_GOAL OF THE EXERCISE_
When a line of the material has the word "largemouth" in it, copy that line.
### DATA TO USE
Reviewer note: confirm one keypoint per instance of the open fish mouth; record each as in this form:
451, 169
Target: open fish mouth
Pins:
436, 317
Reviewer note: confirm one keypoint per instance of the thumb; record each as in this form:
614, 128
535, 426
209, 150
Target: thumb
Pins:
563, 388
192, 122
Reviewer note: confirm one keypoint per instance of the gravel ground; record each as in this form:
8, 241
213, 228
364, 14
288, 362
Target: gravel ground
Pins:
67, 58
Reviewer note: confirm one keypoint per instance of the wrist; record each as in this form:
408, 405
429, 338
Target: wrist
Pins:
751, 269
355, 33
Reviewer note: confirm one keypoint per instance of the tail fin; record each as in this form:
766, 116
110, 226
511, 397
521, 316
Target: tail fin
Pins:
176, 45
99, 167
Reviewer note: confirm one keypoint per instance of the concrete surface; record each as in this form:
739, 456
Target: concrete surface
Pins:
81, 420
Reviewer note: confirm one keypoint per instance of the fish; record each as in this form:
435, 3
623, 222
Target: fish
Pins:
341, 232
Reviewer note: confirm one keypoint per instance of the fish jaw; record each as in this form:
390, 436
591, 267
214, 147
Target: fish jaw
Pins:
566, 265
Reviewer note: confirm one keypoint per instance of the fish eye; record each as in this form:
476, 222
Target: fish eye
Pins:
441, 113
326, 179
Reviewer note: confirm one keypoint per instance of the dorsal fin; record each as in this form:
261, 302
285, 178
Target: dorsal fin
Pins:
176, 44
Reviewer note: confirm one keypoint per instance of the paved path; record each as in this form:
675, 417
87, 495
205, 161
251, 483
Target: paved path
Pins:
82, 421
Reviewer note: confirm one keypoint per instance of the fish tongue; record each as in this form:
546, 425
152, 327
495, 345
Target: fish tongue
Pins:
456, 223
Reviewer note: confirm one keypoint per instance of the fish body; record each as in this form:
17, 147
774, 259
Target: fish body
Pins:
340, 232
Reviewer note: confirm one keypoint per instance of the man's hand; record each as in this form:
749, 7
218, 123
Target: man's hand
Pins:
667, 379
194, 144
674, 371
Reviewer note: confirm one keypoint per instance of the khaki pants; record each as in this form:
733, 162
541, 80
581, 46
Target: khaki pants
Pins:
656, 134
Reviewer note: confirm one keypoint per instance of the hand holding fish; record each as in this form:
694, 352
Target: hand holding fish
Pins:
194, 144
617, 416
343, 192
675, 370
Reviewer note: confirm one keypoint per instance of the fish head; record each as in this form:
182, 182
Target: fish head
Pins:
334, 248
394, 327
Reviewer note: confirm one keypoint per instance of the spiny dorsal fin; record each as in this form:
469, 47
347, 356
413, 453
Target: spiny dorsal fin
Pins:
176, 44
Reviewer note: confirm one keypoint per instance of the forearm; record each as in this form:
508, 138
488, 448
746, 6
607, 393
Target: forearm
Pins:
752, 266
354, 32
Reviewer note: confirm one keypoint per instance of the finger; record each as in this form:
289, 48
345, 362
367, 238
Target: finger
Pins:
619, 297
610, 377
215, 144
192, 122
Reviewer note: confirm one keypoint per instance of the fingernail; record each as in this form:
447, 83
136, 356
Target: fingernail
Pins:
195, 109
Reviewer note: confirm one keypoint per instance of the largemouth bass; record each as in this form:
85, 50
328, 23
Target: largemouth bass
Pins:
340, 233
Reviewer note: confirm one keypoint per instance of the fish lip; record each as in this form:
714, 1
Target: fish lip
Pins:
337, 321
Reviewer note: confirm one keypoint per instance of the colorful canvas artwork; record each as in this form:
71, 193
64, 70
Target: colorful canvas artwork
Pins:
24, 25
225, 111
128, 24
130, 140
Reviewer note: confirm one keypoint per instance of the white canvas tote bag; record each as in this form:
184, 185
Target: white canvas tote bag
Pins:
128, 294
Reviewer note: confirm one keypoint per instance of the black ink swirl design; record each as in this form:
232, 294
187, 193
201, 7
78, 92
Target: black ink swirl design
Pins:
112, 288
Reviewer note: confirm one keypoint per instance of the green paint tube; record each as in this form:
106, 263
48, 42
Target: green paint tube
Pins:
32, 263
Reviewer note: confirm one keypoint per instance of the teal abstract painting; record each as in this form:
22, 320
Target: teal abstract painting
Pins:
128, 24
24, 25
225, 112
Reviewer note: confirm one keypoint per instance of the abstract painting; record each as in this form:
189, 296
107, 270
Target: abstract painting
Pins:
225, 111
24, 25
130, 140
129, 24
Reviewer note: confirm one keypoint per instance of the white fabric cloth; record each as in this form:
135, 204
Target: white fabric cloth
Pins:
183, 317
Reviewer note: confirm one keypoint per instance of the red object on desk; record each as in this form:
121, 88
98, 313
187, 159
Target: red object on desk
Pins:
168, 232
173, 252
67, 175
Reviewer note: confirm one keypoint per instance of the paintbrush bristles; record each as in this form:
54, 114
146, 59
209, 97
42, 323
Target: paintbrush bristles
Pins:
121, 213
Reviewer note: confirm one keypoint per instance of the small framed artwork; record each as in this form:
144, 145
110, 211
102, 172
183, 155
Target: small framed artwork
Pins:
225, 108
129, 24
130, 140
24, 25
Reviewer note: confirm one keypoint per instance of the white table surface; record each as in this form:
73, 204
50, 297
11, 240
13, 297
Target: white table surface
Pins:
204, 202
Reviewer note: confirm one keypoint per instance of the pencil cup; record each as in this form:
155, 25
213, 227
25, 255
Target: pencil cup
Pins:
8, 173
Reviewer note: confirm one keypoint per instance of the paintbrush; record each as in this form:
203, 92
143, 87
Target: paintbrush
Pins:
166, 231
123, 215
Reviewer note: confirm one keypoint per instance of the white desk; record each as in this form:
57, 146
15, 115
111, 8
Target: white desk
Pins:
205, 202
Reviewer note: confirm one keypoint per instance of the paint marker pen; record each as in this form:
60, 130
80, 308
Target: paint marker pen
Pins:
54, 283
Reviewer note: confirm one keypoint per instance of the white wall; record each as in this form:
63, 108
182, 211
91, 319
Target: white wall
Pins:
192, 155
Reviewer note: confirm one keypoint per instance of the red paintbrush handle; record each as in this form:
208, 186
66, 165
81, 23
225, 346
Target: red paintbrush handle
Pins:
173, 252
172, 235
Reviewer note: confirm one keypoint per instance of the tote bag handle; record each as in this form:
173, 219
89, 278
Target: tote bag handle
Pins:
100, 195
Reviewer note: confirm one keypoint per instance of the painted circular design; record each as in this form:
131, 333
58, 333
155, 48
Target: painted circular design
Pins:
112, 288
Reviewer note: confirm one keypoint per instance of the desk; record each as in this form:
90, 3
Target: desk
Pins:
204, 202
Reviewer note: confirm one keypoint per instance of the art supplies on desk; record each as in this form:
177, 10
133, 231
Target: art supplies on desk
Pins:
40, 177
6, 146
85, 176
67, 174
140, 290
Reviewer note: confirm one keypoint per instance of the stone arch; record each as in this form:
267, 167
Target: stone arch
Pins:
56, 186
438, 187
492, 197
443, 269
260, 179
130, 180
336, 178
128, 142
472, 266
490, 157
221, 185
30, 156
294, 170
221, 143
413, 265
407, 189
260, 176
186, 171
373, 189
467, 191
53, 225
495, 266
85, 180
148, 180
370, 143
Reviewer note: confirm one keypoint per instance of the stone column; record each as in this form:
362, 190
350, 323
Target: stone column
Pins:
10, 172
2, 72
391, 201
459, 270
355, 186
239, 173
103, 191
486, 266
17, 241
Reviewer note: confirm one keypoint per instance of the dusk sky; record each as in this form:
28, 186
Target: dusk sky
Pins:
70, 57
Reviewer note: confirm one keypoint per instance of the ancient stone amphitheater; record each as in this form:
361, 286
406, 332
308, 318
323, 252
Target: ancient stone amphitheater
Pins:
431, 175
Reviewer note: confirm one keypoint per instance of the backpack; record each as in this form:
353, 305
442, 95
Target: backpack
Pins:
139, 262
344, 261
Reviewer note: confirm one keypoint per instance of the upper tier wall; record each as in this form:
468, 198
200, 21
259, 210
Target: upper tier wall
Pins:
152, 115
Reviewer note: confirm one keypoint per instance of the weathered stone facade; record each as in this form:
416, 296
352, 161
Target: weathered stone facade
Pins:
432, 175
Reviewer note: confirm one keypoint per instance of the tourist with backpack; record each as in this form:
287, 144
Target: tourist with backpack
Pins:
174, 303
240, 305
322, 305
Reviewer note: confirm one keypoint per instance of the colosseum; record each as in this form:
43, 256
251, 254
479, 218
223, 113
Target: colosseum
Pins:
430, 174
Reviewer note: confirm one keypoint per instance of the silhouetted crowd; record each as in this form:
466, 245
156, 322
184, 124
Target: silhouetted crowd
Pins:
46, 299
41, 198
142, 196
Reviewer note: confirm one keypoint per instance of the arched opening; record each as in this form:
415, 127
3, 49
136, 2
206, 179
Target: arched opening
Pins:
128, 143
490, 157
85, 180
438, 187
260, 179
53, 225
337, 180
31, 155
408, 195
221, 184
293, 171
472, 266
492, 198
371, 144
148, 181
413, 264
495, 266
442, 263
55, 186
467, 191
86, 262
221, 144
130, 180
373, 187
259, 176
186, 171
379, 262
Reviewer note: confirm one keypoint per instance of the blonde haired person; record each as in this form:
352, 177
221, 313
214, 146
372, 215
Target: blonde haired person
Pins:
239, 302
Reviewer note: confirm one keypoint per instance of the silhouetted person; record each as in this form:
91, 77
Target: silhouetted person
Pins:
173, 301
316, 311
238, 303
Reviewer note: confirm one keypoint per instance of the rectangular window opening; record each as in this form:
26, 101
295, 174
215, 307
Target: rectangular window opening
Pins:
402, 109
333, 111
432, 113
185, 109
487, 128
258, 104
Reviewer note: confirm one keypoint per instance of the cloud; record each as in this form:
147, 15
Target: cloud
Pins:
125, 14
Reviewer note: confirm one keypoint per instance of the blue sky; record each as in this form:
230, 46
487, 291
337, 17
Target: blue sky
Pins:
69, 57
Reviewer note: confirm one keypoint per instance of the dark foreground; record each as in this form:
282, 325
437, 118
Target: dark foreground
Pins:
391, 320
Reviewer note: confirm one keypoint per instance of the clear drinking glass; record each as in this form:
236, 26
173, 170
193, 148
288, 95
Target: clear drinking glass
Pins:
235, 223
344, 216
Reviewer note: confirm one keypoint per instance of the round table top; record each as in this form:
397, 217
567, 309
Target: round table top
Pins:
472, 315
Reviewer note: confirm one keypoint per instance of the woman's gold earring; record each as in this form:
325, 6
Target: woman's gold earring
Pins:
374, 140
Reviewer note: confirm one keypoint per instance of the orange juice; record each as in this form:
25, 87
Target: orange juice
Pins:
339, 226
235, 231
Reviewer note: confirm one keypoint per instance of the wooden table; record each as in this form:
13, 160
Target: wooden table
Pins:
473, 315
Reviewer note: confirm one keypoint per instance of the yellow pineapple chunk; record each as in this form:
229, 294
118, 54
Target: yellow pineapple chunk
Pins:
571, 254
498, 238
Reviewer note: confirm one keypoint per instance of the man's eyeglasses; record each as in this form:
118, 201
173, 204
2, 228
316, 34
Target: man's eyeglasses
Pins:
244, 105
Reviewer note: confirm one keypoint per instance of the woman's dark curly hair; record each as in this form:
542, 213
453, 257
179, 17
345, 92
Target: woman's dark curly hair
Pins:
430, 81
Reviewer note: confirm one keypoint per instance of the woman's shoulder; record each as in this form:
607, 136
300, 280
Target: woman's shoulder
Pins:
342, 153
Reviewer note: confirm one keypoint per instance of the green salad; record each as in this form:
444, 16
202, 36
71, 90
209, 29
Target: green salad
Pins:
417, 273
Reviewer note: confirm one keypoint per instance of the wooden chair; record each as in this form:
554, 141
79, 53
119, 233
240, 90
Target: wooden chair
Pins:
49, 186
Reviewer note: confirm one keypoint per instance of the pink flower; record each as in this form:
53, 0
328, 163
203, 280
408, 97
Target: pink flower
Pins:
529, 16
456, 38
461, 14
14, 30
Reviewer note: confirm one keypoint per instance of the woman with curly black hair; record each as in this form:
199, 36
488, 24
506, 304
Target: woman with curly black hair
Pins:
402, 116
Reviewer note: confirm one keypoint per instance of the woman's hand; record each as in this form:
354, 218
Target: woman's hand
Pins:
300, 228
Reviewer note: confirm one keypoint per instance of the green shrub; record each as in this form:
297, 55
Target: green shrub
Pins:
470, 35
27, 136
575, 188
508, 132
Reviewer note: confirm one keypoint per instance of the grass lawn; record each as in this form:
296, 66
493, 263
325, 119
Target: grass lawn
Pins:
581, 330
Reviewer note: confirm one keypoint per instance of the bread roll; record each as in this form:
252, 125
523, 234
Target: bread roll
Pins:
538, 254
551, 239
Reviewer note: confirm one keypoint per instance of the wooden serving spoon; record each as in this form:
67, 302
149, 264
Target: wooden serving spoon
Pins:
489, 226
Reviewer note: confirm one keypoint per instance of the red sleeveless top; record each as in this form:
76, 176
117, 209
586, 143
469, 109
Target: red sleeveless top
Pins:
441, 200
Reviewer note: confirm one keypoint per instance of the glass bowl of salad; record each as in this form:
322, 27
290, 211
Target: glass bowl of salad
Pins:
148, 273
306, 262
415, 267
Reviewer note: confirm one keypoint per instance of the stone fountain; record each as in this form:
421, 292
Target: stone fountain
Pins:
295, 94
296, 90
######
_RESPONSE TO THIS EXERCISE_
Reviewer note: confirm one keypoint per instance of the largemouth bass; record each as in this form:
Target: largemouth bass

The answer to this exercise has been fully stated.